ASSIGNMENT –
Repeat the data that follows, word for word, without the images.

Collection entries
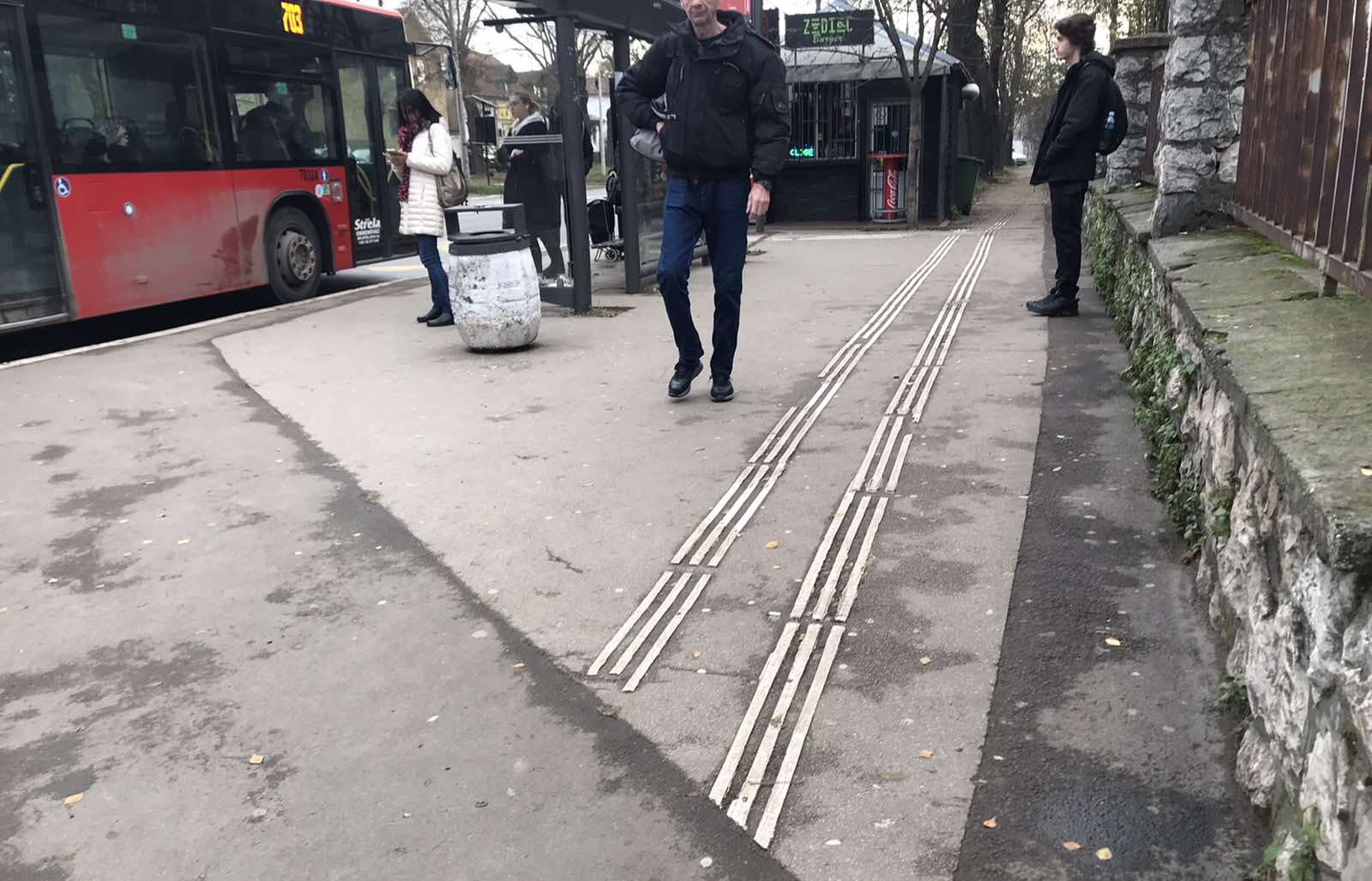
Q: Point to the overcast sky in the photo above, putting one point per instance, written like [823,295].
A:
[504,48]
[494,44]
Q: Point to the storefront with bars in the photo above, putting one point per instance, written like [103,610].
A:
[850,136]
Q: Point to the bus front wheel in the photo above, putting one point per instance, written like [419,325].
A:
[294,256]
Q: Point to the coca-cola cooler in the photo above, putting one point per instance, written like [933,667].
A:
[888,157]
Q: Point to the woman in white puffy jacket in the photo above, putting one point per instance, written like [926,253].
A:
[425,154]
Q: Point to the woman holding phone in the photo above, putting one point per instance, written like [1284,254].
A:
[424,155]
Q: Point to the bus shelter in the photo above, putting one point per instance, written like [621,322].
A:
[641,183]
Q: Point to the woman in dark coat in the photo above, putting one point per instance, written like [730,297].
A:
[527,183]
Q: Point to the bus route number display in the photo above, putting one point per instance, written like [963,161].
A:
[292,18]
[827,29]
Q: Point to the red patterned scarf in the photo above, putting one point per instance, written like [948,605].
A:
[406,142]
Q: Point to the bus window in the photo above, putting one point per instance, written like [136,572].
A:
[123,96]
[281,112]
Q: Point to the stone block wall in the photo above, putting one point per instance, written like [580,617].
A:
[1138,57]
[1200,112]
[1249,462]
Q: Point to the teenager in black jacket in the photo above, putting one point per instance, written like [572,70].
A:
[1068,153]
[727,118]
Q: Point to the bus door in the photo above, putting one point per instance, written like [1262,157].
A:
[370,88]
[31,276]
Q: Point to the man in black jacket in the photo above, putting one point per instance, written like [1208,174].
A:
[727,118]
[1068,153]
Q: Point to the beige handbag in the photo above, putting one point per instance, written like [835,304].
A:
[452,187]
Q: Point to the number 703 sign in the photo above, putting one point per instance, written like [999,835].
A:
[292,18]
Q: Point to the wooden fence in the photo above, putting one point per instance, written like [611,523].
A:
[1305,162]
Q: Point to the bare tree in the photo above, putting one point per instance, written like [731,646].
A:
[916,69]
[453,22]
[539,40]
[1015,27]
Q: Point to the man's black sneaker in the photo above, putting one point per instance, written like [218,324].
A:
[686,371]
[720,389]
[1054,308]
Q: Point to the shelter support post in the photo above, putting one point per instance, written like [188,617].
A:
[946,162]
[628,167]
[578,224]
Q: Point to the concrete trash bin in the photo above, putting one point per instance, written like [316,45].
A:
[494,290]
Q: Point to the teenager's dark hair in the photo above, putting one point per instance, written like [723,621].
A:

WRITTEN ANSWER –
Q: Point to the overcast sky in the photo above, putting one point per instance, written like [823,295].
A:
[504,48]
[494,44]
Q: Point to the storefront with bars in the photo above, putting one point per instance, written like [103,610].
A:
[850,136]
Q: Point to the bus front wheel in the photo above, putting one point per instance, written like [419,325].
A:
[294,256]
Q: Point to the coca-cola cooler in the photo above, putting one point per instance, written like [933,667].
A:
[888,157]
Q: Point to the woman in white puffy jacket in the photo above, putting one point per instance, written like [926,253].
A:
[425,154]
Q: Point to the woman holding phone in the photo above, putting one point per instance, written like [1284,254].
A:
[424,155]
Q: Point to the bus shelter in the photo above, putting one point per instance, written like [621,322].
A:
[641,183]
Q: Point to the woman in dark coat in the photo above, putting one point per instance, written like [730,297].
A:
[527,183]
Q: Point to the bus route number display in the photo above, putting one point per instance, written like [963,161].
A:
[292,18]
[827,29]
Q: Point to the red patterned scarf in the photo above, putting one point per instance, written like [948,605].
A:
[406,142]
Q: Point to the bus window in the photo above, putting one point per instance, written like [136,572].
A:
[123,96]
[281,112]
Q: Point to the stone block wall in the photo above, putting one point per instance, written like [580,617].
A:
[1138,57]
[1200,112]
[1249,462]
Q: Point to the teenager in black jacket in the photo above, putting one point per instance, written like [572,70].
A:
[1068,153]
[727,118]
Q: Point to the bus door in the photo above, putting one point per instance, written like [1262,157].
A:
[370,88]
[31,276]
Q: Point to the man in black jacket in the photo above, putting one point per instance, written like [1208,174].
A:
[727,118]
[1068,153]
Q: Point to the beige handbag in the photo above, putting one point per instance, written like [835,304].
A:
[452,187]
Q: Point to the number 703 sign in the photo above, putting one point per instance, written like [999,835].
A:
[292,18]
Q: Point to the wooden fence in the photo above, putting one point per instance, written like [611,523].
A:
[1305,162]
Q: Point to the bare tree in the photo above, putting one point per instance, written like [731,646].
A:
[916,69]
[453,22]
[539,40]
[1015,27]
Q: Point to the man's black sneaker in the photo above, putting one point per instance, written like [218,324].
A:
[686,371]
[720,389]
[1054,308]
Q: Point to the shelter support post in the photo above, putting one point per instance, written like [188,617].
A:
[946,162]
[628,167]
[578,224]
Q: Point to the concrete trash bin in the photo above, putting one point per instance, written like [316,45].
A:
[494,290]
Q: Point to the teenager's dark hair in the photo above, putting one point per instance, written like [723,621].
A:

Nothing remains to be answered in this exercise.